This report is a draft, and should be read as a work in progress. Any comments are very welcome

Introduction and purpose

The workshop Enhancing and Exploring Epigraphic and Archaeological Data through e-Science was held at the e-Science Institute in Edinburgh on 10 and 11 February 2009. It was co-funded by the Arts and Humanities e-Science Theme and the British Academy. Attendees included editorial scholars engaged with the Inscriptiones Orae Septentrionalis Ponti Euxini (Ancient Inscriptions of the Northern Black Sea Coast) project, and computational specialists engaged in the digital representation, mark-up and analysis of epigraphic and archaeological data. The purpose was to scope and articulate next steps practical which the IOSPE project could take with respect to e-science and digital research.

Epigraphic data is a critical source of information about the ancient Greek and Roman settlements in the Northern Pontic region and their interactions with indigenous, settled and nomadic populations. The inscriptions come from a range of time periods, and exist in both Greek and Latin. There has not been a new edition published for many decades.

= PROBLEMS TO WORK ON =
1. In the workshop report, what does the passage starting at "Introduction and purpose" and ending at "and digital research." read when you substitute "Royal Society" for "British Academy"?
2. According to the workshop report, on what dates was the workshop held?

= DATA EXCERPTS =
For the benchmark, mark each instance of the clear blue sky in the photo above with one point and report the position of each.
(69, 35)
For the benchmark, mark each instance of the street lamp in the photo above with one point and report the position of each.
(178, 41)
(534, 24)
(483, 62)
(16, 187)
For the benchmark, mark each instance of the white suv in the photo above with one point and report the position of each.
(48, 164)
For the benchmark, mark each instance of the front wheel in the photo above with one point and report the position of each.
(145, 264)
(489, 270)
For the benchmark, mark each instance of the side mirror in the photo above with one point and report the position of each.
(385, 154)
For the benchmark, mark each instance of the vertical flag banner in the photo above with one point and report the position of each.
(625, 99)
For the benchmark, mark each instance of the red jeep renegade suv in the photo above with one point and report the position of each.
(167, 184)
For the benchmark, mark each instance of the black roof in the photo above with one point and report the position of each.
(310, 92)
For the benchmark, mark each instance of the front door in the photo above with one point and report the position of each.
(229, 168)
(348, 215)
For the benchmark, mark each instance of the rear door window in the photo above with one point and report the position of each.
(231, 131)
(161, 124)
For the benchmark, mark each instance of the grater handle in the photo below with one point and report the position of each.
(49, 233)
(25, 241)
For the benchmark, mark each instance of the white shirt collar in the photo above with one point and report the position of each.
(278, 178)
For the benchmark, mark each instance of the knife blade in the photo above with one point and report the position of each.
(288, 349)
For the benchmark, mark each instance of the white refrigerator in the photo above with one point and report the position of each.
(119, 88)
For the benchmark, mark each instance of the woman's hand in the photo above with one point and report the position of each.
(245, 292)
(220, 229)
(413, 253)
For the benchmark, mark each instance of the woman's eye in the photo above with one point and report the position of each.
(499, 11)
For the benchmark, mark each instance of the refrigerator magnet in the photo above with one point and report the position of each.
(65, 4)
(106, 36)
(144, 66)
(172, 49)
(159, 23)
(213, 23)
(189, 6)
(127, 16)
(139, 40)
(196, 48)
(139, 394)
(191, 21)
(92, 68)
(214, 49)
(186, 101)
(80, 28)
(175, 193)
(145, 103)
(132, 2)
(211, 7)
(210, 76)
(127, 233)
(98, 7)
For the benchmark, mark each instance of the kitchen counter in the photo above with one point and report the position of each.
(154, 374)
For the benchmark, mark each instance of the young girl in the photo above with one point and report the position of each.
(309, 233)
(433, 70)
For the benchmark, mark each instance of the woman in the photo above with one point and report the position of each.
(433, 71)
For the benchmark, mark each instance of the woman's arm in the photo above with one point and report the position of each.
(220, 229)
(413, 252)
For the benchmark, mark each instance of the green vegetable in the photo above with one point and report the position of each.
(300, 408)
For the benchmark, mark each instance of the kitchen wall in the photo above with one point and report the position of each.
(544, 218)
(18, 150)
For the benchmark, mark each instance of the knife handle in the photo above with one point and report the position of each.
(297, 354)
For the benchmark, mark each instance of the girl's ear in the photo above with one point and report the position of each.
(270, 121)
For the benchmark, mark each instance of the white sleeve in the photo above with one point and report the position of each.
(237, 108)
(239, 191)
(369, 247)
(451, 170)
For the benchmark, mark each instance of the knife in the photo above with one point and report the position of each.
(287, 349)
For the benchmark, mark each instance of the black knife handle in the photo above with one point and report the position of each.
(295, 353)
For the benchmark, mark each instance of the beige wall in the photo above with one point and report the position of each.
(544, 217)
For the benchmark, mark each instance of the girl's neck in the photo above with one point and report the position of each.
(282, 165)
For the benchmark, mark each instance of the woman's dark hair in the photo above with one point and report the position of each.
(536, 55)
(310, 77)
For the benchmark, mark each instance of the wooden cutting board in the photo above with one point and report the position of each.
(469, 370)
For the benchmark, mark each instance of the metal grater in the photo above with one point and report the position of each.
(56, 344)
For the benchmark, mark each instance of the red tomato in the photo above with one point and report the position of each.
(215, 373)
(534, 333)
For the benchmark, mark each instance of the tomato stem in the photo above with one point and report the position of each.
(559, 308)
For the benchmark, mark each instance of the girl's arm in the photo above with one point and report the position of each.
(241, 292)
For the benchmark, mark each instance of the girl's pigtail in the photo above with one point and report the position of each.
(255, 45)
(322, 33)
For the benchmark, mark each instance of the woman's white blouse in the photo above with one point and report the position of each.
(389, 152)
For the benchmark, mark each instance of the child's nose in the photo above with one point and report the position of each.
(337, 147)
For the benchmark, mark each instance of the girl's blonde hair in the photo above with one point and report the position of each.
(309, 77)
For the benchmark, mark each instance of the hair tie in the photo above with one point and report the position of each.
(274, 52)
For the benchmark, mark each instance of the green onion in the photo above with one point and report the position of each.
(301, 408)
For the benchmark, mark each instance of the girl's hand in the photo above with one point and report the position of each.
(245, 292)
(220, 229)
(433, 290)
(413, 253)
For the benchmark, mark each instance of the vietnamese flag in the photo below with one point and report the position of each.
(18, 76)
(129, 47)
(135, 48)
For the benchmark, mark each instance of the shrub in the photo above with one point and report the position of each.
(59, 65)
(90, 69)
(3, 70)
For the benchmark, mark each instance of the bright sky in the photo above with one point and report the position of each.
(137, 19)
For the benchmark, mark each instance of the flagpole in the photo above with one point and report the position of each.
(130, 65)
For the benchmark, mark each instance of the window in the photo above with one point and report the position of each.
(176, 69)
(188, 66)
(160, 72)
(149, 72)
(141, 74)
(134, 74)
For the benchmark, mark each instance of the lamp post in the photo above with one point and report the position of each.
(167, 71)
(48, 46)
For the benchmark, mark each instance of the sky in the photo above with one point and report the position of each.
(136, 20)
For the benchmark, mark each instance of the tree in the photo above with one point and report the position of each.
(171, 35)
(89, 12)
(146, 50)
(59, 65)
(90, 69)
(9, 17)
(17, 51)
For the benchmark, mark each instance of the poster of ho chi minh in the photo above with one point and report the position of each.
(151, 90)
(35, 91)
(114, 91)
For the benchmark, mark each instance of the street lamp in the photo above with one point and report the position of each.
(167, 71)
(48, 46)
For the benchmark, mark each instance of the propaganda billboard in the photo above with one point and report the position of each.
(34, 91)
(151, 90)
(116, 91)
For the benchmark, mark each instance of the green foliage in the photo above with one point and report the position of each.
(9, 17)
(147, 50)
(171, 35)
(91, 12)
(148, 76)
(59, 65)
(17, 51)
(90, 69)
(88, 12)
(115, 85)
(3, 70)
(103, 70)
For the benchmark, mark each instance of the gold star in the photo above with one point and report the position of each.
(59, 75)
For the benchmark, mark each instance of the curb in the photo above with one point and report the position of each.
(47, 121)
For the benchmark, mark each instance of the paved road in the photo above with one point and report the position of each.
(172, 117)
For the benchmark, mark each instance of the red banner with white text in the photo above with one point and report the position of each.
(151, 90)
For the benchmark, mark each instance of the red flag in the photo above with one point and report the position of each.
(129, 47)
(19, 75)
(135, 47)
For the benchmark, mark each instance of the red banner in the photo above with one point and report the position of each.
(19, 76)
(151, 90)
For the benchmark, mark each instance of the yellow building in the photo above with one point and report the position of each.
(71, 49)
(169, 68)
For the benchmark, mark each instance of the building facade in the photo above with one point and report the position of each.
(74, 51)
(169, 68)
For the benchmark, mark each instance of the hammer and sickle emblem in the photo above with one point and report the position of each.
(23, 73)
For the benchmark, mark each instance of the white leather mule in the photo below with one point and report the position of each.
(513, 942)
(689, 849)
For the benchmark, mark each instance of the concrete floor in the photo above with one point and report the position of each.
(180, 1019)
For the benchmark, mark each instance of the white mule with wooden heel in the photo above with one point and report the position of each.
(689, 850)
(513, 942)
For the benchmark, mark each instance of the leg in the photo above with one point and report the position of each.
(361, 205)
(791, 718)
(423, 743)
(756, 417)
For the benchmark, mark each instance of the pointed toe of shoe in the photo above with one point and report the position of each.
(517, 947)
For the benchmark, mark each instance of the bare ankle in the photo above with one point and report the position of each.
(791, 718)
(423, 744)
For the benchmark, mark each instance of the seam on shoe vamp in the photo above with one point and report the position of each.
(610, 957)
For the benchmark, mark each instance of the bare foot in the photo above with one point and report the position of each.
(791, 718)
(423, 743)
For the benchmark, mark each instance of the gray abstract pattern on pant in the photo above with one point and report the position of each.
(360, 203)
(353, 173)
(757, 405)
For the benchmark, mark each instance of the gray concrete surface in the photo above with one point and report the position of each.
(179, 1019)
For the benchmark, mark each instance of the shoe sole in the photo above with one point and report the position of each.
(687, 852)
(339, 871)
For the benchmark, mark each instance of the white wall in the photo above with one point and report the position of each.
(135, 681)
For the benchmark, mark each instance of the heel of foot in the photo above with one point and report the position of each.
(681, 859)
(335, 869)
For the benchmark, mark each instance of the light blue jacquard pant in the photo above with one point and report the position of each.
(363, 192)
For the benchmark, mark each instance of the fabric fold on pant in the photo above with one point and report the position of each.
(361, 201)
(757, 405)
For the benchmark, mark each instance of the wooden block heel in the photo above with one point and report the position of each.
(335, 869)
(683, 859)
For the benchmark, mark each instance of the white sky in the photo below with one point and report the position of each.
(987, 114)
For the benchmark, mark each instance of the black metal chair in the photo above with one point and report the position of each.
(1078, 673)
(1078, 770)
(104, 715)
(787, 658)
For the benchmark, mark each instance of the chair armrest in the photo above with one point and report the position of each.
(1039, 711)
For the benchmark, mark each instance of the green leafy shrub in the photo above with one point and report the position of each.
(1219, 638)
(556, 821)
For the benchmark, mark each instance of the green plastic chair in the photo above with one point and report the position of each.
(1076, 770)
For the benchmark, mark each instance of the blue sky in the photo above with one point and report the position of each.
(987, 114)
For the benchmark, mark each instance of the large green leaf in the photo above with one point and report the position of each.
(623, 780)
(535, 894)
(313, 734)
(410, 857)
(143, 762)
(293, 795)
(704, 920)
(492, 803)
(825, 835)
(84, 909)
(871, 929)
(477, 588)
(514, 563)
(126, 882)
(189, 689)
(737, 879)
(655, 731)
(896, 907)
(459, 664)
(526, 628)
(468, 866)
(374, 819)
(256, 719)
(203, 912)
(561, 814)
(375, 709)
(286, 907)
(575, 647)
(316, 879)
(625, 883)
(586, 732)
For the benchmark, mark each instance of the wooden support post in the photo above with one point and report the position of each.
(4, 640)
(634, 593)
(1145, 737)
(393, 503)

= THE ANSWERS =
1.
Introduction and purpose

The workshop Enhancing and Exploring Epigraphic and Archaeological Data through e-Science was held at the e-Science Institute in Edinburgh on 10 and 11 February 2009. It was co-funded by the Arts and Humanities e-Science Theme and the Royal Society. Attendees included editorial scholars engaged with the Inscriptiones Orae Septentrionalis Ponti Euxini (Ancient Inscriptions of the Northern Black Sea Coast) project, and computational specialists engaged in the digital representation, mark-up and analysis of epigraphic and archaeological data. The purpose was to scope and articulate next steps practical which the IOSPE project could take with respect to e-science and digital research.

2. 10 and 11 February 2009